Rewrite the part of the lines below that opens with the line containing "Find the crowd" and closes with the line containing "pixel 93 279", replacing "crowd of people" with "group of people" and leaving everything else unchanged.
***** Information provided
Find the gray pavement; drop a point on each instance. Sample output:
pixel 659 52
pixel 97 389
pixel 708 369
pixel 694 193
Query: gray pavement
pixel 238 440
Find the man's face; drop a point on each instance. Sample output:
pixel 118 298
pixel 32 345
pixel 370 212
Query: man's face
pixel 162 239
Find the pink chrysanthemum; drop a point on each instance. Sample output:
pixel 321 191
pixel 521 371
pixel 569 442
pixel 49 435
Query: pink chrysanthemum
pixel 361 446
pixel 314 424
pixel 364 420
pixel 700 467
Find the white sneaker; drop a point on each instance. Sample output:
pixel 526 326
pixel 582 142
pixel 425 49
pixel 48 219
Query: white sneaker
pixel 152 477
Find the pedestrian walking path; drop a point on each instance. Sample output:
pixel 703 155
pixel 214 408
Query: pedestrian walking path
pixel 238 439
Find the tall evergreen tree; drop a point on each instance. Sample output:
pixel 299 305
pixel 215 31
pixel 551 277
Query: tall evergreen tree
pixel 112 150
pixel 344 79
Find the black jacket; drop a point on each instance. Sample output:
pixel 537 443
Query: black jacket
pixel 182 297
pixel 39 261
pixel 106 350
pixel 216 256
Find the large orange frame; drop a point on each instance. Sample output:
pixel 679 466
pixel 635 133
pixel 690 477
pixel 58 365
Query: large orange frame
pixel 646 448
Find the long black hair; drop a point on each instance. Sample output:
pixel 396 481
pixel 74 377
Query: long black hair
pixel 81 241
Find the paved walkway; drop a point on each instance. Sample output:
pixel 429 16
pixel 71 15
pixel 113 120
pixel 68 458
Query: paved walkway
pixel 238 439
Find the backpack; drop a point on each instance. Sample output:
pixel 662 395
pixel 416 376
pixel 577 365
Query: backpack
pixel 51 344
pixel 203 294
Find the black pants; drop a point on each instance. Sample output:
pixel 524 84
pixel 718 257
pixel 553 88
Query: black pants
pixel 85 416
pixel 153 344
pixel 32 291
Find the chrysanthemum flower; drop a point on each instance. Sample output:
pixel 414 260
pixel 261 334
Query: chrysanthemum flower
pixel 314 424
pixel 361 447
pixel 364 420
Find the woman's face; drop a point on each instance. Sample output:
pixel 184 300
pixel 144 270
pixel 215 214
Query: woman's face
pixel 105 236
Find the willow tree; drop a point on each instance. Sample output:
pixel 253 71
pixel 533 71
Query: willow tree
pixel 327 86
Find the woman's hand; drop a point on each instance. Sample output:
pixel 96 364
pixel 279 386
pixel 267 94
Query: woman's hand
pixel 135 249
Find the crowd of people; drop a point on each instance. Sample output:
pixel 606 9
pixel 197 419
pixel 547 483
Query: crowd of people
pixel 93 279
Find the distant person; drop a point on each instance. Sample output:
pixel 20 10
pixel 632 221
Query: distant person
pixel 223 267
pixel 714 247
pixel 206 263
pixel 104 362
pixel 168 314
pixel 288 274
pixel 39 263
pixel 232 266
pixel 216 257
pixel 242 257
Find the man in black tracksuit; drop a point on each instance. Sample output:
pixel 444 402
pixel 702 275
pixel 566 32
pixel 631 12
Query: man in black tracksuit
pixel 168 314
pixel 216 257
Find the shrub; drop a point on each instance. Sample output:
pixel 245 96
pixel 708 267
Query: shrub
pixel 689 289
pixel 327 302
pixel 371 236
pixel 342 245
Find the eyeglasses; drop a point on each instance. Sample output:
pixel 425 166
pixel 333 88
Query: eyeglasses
**********
Answer to this exercise –
Find the group of people; drop a point on each instance. Sample output:
pixel 606 9
pixel 197 419
pixel 547 483
Query: group of people
pixel 93 279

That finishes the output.